§ **Source material**:
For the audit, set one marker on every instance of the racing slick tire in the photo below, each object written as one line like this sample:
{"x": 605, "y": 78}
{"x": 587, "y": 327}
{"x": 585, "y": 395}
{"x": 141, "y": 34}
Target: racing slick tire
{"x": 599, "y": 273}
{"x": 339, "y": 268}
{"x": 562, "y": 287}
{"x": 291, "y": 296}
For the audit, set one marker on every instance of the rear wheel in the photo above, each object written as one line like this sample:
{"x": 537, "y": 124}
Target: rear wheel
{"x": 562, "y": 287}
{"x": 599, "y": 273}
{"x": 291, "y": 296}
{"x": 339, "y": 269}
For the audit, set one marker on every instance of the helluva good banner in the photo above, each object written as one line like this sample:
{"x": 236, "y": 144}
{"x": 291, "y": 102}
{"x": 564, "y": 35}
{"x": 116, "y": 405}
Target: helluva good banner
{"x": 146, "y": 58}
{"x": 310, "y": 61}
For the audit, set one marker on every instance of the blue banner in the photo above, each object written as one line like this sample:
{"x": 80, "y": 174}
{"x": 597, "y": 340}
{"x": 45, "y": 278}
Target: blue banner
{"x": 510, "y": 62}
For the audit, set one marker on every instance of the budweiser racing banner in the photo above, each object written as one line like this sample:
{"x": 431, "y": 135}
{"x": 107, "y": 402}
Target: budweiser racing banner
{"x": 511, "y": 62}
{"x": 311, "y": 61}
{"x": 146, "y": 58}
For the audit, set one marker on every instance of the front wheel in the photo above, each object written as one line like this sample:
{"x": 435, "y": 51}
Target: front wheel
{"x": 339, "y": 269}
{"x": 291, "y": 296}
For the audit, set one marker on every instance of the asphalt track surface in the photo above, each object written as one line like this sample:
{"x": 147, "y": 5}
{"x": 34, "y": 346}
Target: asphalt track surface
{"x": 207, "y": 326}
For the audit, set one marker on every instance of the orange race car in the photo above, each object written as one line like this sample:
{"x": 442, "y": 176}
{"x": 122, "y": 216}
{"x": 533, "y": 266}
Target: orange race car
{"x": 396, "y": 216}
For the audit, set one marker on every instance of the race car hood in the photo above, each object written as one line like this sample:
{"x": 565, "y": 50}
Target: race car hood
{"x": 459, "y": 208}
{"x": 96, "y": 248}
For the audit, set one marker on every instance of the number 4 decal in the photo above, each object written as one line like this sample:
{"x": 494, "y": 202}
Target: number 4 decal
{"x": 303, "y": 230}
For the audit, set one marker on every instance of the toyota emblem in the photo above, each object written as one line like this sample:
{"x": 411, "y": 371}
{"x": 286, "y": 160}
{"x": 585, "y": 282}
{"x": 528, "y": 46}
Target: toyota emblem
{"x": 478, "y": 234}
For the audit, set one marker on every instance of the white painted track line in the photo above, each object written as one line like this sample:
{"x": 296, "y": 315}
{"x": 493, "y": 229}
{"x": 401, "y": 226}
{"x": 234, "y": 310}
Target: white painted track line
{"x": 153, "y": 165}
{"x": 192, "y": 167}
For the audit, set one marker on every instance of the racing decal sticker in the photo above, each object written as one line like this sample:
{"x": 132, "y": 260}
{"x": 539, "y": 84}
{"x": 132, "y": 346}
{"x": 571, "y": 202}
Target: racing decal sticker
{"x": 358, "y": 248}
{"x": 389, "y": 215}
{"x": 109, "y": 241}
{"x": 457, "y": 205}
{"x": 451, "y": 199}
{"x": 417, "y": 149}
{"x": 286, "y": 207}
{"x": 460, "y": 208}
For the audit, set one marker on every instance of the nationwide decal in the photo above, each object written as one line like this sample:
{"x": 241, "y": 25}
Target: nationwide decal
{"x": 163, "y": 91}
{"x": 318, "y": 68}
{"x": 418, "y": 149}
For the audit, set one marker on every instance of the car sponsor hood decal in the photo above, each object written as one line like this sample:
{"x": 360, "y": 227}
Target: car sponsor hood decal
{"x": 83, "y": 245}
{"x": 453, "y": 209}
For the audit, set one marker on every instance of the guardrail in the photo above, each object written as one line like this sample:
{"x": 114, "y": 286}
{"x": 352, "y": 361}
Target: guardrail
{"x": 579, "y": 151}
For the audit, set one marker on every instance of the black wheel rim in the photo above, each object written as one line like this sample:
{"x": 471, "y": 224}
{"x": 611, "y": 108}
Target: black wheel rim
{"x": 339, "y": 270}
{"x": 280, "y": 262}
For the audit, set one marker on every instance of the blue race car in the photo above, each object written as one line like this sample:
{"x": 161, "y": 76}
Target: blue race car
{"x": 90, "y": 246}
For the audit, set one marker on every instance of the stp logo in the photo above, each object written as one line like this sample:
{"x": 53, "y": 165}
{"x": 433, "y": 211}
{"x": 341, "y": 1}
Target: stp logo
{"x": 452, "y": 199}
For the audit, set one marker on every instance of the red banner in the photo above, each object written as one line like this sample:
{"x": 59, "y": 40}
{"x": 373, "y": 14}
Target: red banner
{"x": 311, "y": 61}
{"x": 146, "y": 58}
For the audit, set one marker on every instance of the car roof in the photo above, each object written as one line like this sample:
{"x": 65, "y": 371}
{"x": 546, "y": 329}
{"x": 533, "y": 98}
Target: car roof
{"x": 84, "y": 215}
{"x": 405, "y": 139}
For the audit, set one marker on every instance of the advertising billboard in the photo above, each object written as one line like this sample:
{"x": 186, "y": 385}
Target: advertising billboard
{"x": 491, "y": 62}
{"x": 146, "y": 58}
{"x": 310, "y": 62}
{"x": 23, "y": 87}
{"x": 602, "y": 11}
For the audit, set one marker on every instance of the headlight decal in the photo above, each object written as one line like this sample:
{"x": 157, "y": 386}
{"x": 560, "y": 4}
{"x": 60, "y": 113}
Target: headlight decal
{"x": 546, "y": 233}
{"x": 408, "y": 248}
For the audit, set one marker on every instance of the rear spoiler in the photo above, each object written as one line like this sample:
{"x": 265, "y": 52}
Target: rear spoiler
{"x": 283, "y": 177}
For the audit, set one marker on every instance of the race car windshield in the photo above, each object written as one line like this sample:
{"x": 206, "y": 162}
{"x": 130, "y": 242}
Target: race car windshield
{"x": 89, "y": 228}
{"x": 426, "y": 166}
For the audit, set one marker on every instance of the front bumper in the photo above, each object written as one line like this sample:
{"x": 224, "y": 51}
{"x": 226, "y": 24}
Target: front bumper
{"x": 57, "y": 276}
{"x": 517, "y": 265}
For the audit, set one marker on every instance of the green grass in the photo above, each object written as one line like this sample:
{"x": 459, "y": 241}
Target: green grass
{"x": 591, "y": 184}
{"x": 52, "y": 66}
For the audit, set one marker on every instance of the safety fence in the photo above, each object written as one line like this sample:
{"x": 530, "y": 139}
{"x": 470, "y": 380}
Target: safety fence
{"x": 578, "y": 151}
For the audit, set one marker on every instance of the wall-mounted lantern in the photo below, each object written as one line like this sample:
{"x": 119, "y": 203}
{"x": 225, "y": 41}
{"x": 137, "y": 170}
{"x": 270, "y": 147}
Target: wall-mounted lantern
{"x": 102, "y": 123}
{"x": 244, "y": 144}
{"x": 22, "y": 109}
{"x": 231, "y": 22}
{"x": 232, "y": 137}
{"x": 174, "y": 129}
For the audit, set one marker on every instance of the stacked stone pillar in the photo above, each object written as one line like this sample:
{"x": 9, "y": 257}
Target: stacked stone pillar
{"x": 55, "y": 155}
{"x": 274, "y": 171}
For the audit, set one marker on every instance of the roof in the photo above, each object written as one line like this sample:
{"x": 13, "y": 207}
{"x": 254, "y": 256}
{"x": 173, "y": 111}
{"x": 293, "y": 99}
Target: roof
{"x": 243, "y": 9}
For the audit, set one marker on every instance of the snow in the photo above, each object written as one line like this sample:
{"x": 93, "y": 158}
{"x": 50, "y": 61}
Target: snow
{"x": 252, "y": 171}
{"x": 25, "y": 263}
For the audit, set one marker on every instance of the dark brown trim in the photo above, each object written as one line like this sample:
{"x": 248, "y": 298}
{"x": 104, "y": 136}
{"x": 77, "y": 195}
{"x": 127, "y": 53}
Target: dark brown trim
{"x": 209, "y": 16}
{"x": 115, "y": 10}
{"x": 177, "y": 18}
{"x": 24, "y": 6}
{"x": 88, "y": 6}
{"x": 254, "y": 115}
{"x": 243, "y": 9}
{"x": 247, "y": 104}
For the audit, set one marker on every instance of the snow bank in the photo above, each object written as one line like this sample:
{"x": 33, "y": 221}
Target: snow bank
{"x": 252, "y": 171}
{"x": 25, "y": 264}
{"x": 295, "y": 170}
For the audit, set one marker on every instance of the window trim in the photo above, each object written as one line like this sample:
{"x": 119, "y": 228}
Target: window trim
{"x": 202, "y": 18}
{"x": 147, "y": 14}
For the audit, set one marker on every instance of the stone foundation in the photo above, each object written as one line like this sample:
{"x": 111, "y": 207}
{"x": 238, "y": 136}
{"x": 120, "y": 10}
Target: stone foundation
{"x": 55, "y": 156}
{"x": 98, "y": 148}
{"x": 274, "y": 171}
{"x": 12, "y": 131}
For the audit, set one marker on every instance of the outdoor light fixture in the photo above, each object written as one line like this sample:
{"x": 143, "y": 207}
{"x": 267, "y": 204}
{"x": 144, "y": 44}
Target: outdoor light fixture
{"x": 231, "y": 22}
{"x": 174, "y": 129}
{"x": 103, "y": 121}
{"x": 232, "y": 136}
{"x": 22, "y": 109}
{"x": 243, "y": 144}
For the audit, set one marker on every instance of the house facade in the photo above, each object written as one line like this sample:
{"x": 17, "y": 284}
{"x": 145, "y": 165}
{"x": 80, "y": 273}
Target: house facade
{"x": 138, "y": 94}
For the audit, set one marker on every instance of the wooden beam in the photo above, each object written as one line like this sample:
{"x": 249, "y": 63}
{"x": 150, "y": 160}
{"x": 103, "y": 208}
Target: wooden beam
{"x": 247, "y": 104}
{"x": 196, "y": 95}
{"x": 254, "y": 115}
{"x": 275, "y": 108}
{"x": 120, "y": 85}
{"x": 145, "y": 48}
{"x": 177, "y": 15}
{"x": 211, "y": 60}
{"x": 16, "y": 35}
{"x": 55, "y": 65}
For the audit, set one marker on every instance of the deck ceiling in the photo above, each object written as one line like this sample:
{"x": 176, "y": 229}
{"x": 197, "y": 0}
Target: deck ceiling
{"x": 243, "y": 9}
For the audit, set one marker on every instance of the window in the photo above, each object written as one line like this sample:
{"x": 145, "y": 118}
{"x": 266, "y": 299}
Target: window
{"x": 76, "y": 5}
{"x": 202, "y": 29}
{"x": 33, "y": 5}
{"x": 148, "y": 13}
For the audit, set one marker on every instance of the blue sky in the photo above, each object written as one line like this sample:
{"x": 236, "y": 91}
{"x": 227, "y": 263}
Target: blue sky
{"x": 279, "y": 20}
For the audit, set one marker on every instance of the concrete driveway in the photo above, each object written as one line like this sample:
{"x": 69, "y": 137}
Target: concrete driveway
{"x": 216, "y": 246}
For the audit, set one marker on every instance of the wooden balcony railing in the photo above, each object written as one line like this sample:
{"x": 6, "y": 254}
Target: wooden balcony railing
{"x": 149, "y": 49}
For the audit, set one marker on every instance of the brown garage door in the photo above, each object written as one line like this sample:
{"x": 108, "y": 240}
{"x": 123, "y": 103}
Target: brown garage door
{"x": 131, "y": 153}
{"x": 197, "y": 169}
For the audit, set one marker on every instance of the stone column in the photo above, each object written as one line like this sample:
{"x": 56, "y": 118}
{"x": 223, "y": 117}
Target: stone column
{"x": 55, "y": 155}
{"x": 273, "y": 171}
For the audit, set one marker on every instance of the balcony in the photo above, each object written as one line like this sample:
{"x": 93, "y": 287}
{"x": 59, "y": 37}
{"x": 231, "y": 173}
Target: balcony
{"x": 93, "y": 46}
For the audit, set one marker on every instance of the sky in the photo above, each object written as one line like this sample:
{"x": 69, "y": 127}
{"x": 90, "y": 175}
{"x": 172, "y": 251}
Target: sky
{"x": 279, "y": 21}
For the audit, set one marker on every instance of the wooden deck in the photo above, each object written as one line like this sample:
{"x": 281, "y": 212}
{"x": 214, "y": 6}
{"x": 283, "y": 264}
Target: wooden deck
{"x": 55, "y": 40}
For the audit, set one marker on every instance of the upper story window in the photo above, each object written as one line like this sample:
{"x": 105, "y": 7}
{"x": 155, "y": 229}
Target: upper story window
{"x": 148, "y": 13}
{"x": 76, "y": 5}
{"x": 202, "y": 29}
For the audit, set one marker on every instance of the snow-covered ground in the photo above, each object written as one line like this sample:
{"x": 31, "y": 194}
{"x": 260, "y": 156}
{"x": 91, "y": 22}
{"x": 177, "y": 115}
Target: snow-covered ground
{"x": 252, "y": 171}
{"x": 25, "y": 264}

§ **What needs to be done**:
In the records above, collect each line with "below".

§ **Response to the task**:
For the audit, set one marker on every instance of the racing slick tire in the photo below, each object written as one line like this sample:
For the audit, set one marker on every instance of the wall-mounted lantern in the photo below, each object written as one line like this sample:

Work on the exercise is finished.